# Brief
For each line in the data below that holds "adidas", return a copy.

Saved entries:
────────────────

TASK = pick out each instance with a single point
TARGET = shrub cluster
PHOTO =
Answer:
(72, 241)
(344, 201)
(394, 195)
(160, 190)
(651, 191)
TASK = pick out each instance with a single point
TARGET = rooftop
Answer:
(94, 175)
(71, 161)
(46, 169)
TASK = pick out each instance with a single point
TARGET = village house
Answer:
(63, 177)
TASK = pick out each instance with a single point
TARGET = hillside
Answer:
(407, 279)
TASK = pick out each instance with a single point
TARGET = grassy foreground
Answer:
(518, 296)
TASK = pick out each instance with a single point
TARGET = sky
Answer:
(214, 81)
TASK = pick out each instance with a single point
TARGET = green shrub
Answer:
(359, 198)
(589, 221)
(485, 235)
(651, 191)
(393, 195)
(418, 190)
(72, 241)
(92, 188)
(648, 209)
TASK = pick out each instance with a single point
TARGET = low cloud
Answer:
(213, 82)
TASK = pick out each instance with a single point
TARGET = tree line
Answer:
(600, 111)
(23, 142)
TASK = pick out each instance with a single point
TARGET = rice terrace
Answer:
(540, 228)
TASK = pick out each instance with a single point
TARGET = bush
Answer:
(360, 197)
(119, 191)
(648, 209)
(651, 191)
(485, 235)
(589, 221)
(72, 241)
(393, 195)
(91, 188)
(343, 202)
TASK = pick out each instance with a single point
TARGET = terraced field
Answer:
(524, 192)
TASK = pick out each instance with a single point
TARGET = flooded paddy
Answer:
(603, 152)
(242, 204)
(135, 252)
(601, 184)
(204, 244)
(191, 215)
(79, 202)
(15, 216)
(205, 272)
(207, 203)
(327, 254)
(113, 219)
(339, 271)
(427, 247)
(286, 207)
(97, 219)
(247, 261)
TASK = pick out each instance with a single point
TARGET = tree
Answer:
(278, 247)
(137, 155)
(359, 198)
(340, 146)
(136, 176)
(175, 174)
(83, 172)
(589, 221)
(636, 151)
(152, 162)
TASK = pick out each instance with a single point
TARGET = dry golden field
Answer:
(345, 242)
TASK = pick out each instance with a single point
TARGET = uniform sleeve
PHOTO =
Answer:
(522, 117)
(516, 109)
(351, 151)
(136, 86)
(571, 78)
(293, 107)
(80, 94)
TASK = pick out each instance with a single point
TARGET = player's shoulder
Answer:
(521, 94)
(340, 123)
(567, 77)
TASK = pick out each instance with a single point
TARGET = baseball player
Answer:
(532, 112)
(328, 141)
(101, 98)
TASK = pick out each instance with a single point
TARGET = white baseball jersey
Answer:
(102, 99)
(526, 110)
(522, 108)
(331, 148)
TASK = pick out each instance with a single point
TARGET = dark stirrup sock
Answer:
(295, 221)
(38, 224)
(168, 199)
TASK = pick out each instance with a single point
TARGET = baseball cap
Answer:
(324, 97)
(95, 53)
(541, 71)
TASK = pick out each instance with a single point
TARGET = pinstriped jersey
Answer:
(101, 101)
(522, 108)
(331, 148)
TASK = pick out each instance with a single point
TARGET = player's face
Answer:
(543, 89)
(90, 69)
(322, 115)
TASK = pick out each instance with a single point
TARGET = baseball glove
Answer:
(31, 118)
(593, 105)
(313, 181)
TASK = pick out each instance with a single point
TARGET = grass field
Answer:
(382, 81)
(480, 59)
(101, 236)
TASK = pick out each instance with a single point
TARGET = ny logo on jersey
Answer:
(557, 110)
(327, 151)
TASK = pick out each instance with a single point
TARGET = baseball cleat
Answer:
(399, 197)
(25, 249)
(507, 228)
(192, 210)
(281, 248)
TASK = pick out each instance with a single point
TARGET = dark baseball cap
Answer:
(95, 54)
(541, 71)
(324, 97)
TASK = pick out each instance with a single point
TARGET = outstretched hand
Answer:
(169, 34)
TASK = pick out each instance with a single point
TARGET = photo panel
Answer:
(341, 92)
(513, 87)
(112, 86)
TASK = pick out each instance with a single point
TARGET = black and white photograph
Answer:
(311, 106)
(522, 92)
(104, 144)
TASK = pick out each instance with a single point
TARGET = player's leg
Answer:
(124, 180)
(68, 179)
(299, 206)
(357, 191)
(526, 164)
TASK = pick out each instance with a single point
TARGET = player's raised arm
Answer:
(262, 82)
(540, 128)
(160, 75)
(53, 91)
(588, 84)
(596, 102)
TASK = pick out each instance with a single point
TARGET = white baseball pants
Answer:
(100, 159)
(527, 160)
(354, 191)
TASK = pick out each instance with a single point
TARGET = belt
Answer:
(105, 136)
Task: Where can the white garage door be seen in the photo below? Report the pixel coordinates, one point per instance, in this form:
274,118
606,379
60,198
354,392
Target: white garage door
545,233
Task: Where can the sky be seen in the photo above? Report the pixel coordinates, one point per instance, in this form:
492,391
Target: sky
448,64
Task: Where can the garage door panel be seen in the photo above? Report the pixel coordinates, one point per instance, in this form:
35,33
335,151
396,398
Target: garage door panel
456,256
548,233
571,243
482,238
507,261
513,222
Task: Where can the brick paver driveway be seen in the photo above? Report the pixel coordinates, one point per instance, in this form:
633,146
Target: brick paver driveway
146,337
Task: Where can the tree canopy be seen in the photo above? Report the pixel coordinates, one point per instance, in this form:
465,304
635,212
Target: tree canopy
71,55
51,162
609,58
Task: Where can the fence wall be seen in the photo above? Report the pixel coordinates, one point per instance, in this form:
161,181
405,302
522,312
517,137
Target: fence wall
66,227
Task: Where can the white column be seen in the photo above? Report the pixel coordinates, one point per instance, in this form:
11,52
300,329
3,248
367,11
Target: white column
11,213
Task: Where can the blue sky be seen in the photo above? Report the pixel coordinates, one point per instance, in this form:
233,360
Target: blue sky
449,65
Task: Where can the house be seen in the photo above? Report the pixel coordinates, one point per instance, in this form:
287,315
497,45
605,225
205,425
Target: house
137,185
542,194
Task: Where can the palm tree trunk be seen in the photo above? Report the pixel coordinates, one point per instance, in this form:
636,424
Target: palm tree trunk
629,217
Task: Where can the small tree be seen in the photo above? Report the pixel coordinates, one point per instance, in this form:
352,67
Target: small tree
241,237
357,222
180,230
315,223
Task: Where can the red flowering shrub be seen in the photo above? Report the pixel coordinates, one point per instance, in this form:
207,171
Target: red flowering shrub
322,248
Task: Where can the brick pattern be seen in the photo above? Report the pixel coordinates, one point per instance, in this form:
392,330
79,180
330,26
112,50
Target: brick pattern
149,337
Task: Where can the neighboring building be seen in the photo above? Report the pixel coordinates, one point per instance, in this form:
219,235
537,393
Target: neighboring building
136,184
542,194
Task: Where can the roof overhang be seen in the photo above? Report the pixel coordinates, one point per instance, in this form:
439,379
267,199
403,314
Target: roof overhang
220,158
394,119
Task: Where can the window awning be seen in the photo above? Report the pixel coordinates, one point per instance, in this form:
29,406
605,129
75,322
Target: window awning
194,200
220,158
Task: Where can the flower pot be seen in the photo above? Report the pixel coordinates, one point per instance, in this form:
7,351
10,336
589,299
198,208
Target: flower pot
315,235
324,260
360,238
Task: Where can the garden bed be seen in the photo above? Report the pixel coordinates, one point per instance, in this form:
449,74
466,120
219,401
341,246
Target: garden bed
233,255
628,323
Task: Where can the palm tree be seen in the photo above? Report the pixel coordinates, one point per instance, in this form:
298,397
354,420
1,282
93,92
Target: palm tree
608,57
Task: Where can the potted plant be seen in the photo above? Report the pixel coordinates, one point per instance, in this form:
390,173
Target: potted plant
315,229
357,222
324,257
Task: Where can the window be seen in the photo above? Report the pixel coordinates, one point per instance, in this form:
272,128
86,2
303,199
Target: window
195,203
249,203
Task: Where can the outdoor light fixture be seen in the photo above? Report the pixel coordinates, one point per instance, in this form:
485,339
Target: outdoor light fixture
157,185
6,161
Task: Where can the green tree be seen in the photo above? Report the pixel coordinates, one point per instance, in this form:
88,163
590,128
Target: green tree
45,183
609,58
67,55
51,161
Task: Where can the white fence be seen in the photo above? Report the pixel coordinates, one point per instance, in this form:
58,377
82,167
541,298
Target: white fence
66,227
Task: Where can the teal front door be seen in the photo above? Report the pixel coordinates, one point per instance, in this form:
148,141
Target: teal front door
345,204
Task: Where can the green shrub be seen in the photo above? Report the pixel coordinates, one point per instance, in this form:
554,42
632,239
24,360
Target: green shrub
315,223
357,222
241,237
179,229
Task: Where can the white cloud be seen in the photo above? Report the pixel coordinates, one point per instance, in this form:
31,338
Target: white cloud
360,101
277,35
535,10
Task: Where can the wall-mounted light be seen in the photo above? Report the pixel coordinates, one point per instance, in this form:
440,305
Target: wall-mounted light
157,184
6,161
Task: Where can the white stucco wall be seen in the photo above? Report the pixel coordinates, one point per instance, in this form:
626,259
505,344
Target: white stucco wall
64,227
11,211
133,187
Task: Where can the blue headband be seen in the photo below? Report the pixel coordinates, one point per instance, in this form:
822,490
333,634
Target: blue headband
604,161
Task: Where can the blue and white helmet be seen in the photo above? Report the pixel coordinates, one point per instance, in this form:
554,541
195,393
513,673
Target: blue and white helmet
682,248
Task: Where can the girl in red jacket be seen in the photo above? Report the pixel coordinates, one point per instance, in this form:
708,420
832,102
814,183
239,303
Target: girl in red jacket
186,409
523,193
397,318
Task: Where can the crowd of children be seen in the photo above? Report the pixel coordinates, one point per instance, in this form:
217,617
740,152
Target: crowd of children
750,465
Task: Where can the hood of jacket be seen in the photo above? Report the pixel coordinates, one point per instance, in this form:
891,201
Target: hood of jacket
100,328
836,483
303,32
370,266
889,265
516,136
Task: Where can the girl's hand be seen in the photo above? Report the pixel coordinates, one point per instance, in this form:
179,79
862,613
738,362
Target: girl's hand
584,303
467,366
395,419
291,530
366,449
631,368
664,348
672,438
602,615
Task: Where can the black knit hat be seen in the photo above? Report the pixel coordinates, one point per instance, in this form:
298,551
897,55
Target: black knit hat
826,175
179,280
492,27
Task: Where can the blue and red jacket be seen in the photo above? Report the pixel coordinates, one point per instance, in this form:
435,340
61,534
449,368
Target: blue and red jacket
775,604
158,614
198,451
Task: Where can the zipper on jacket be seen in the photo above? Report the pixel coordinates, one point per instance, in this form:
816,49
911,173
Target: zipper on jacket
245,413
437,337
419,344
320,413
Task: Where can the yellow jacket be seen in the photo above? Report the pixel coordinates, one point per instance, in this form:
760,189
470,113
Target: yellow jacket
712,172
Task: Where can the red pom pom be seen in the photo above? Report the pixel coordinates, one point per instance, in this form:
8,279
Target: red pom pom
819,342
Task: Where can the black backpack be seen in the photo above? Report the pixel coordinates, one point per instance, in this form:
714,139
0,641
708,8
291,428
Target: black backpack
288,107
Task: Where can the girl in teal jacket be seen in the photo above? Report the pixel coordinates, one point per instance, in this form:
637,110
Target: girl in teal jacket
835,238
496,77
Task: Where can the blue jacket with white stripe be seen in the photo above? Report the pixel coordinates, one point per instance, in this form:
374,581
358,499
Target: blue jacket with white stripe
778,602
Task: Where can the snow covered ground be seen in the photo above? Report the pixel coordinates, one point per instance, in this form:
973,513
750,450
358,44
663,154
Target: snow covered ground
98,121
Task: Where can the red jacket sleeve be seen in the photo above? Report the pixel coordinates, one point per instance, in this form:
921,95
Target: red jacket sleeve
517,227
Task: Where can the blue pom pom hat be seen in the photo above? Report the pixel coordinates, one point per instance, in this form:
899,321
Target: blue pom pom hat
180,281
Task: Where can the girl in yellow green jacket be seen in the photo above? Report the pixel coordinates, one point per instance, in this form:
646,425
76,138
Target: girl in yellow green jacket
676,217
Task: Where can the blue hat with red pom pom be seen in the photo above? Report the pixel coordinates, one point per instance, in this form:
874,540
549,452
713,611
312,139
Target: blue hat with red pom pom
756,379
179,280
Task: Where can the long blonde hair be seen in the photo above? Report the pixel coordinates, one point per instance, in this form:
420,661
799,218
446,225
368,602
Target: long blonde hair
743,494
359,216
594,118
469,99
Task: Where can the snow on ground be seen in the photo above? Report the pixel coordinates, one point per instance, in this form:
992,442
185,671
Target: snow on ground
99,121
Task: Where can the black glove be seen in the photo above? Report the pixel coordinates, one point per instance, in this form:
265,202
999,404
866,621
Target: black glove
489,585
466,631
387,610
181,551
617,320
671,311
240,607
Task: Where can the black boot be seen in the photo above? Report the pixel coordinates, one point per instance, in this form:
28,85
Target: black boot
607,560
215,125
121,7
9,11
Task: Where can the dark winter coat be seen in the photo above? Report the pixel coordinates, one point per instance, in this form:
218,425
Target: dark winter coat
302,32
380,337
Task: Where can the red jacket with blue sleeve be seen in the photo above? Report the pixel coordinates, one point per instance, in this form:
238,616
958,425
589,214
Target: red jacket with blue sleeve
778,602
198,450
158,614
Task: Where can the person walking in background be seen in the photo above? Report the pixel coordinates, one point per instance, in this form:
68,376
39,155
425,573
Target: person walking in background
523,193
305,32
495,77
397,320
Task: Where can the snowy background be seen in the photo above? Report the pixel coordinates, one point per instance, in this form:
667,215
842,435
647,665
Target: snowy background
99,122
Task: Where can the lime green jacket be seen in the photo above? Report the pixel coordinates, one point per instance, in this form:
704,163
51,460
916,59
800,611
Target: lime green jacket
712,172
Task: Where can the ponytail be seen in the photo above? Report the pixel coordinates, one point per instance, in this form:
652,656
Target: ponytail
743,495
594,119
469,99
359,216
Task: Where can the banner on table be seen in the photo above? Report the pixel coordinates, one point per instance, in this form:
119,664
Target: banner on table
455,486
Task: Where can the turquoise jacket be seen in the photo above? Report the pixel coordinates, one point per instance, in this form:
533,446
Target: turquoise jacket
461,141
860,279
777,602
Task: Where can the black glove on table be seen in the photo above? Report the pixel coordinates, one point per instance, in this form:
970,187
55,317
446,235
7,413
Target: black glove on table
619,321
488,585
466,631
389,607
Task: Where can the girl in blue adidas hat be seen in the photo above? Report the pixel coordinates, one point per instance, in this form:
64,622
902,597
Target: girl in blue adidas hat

────────────────

# Completed exercise
Task: Where can the girl in blue adidas hat be seen in the photo above? Report the pixel coordinates, one point per instance, in this form:
Target: girl in blue adidas hat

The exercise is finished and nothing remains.